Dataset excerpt
• • •
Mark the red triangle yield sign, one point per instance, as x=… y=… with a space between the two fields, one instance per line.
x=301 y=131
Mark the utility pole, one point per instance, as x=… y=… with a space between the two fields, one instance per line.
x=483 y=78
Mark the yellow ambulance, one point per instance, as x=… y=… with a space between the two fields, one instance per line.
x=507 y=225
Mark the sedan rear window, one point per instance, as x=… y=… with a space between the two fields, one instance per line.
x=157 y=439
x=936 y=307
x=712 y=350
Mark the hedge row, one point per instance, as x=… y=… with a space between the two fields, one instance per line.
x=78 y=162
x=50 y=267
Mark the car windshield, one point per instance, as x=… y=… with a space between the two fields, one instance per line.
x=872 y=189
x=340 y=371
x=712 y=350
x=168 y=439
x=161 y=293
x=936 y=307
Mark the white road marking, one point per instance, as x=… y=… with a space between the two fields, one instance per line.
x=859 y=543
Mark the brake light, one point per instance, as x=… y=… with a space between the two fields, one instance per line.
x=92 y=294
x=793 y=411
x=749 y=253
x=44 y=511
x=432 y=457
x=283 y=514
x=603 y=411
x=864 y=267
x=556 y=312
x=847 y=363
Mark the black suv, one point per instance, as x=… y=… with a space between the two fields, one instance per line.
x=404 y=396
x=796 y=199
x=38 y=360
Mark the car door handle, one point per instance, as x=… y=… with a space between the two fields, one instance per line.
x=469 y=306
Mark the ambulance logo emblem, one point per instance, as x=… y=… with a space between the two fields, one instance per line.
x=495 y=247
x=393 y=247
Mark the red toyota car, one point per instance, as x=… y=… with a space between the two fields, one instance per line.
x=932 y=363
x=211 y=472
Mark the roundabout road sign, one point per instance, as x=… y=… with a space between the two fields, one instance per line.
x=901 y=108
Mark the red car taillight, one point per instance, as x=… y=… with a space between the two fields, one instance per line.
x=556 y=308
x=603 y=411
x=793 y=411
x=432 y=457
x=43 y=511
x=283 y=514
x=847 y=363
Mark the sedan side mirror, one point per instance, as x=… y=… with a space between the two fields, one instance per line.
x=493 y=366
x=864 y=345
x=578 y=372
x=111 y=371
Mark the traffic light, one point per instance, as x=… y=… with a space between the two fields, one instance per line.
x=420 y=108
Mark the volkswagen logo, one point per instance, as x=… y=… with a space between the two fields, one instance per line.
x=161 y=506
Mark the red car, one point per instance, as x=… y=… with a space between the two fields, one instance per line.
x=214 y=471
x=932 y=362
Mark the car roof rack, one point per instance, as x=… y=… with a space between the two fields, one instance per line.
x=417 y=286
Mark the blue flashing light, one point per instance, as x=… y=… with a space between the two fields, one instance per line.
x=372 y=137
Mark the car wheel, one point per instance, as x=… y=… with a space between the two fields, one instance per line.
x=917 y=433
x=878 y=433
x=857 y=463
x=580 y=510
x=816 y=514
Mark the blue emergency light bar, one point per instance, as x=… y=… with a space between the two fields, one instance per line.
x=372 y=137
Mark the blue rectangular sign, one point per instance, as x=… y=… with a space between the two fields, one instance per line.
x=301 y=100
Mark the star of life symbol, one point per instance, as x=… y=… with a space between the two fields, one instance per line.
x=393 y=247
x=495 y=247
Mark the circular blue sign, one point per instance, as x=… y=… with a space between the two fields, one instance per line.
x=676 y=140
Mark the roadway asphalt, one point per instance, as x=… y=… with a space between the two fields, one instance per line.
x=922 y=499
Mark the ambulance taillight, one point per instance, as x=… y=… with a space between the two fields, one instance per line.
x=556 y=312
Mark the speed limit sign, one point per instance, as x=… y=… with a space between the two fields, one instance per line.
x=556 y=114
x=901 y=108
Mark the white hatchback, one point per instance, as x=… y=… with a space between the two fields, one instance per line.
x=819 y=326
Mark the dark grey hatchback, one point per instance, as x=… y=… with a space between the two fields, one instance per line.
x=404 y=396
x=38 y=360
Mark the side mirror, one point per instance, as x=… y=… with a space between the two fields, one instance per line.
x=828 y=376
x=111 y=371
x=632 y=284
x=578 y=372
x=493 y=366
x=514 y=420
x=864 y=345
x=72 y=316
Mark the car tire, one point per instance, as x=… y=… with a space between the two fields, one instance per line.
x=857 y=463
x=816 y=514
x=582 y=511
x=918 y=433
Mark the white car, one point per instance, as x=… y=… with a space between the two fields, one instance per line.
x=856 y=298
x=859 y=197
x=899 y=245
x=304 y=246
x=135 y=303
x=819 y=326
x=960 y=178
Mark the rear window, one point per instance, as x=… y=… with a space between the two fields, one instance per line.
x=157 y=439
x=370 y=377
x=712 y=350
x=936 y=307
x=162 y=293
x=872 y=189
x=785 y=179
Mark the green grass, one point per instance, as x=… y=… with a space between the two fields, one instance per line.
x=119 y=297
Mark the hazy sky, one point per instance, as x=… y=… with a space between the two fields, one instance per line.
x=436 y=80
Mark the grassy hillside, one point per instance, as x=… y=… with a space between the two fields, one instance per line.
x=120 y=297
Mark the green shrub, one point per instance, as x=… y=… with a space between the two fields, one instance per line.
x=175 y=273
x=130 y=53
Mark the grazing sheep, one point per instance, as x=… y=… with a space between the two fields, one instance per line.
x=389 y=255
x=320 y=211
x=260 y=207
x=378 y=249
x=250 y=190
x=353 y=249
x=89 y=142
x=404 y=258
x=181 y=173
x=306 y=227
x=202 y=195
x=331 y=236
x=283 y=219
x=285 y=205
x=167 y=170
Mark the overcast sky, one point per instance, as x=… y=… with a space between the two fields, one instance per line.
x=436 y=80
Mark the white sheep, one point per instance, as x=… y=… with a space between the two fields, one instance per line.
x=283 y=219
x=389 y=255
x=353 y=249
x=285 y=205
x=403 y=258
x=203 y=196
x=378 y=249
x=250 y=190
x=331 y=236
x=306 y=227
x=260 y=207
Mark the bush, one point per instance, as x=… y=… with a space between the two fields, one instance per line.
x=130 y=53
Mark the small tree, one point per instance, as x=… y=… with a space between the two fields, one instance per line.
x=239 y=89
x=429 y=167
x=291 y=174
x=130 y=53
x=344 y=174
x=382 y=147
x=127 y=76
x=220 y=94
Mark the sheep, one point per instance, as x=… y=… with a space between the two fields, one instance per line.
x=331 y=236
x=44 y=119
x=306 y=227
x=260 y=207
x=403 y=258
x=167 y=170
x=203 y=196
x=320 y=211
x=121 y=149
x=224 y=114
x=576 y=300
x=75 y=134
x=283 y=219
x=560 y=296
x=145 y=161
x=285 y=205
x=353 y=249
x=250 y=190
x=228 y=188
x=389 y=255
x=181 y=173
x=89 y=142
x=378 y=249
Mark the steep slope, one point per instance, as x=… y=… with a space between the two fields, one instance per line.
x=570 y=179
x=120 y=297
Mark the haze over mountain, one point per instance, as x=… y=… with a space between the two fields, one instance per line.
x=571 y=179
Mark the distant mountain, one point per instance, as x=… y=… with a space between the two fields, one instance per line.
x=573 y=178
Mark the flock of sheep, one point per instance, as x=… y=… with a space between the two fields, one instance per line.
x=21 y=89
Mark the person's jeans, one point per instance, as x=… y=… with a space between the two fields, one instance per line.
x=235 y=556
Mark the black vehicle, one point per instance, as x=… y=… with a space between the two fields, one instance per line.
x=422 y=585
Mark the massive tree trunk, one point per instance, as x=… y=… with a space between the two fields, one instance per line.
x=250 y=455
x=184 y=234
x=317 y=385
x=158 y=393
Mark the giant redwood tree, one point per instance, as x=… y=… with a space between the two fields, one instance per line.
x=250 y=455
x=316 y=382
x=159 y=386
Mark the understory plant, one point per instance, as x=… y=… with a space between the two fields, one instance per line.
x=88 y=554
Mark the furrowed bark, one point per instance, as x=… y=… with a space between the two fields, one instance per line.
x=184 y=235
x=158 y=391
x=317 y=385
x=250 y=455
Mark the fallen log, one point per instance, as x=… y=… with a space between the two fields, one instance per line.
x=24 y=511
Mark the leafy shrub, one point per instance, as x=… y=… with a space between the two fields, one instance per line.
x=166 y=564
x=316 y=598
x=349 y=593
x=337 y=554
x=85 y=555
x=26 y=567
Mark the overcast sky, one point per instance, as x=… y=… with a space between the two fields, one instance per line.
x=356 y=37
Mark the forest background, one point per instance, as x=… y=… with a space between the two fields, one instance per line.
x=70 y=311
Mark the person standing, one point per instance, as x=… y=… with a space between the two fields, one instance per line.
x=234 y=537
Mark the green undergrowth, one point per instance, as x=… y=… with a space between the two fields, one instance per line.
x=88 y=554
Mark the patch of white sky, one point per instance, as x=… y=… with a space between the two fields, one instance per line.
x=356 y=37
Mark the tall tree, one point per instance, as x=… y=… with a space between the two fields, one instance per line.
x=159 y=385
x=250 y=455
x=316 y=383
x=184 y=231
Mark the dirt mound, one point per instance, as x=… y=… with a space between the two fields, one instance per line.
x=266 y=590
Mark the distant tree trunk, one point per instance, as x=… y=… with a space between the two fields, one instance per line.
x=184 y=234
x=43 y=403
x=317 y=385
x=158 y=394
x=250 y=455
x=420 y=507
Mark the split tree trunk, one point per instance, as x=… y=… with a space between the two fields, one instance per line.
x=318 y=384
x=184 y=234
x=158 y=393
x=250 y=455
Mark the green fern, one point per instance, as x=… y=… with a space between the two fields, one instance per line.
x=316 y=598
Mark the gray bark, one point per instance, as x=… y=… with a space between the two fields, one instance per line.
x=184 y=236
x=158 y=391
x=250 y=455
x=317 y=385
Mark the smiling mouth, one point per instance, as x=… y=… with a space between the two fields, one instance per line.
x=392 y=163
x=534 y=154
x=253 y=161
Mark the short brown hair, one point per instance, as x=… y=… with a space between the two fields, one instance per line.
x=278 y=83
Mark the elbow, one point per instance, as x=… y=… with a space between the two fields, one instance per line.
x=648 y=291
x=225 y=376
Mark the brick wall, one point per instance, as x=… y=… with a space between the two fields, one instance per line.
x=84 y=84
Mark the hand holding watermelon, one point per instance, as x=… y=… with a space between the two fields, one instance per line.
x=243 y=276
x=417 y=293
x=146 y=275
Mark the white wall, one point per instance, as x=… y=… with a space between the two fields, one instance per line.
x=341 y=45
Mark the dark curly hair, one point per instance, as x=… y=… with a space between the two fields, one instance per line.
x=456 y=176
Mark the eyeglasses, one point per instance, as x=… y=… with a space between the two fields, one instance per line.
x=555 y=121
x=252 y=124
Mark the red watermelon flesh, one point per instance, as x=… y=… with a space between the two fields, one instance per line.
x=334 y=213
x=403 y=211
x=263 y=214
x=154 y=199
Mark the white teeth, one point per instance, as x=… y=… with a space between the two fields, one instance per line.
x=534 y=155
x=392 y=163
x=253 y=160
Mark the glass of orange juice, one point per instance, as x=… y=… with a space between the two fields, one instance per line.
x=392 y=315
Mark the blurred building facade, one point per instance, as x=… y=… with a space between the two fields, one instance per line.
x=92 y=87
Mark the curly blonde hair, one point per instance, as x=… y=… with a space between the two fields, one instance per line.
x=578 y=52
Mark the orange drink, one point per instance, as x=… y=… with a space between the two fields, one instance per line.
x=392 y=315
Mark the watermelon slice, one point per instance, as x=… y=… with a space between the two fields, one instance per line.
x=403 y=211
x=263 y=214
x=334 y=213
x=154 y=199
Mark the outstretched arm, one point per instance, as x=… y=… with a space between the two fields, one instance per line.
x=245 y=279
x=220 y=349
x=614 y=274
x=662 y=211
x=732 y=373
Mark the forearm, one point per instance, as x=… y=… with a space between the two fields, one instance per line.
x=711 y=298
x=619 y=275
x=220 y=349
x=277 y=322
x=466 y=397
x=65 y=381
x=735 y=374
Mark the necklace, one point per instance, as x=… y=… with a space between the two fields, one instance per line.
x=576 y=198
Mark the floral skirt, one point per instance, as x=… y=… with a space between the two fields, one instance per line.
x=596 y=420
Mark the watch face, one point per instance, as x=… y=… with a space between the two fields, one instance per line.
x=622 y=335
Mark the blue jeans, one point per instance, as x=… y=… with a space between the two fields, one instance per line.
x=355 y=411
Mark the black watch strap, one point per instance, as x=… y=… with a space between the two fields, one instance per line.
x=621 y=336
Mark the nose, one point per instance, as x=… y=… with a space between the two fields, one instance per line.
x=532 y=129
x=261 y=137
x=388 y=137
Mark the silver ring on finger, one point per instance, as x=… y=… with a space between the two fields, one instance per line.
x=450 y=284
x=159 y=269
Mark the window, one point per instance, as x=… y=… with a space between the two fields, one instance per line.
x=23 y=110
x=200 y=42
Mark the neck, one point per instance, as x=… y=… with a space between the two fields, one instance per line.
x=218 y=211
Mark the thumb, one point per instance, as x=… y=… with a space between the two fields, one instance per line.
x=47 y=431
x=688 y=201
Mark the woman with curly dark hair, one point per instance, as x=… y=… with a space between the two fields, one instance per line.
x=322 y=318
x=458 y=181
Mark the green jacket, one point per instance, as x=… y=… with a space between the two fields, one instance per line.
• • •
Instructions for the task:
Arrange the data from the line containing "Mark the car tire, one" through the line containing "x=785 y=179" as a two-column CSV with the columns instruction and points. Each request gets one row, and each field is enclosed in double quotes with its line breaks replaced by spaces.

Task answer:
instruction,points
"Mark the car tire, one point per instance, as x=… y=… with a space between the two fields, one instance per line.","x=857 y=463 x=816 y=514 x=582 y=511 x=918 y=433"
"Mark the white car, one point per instance, as x=… y=… with a space between the two fields, one instance per line.","x=856 y=298 x=859 y=197 x=899 y=245 x=304 y=246 x=135 y=303 x=819 y=326 x=960 y=178"
"Mark the rear window, one point per instance, as x=… y=… with a space between the two fields, one instance per line.","x=157 y=439 x=370 y=377 x=712 y=350 x=936 y=307 x=162 y=293 x=872 y=189 x=785 y=179"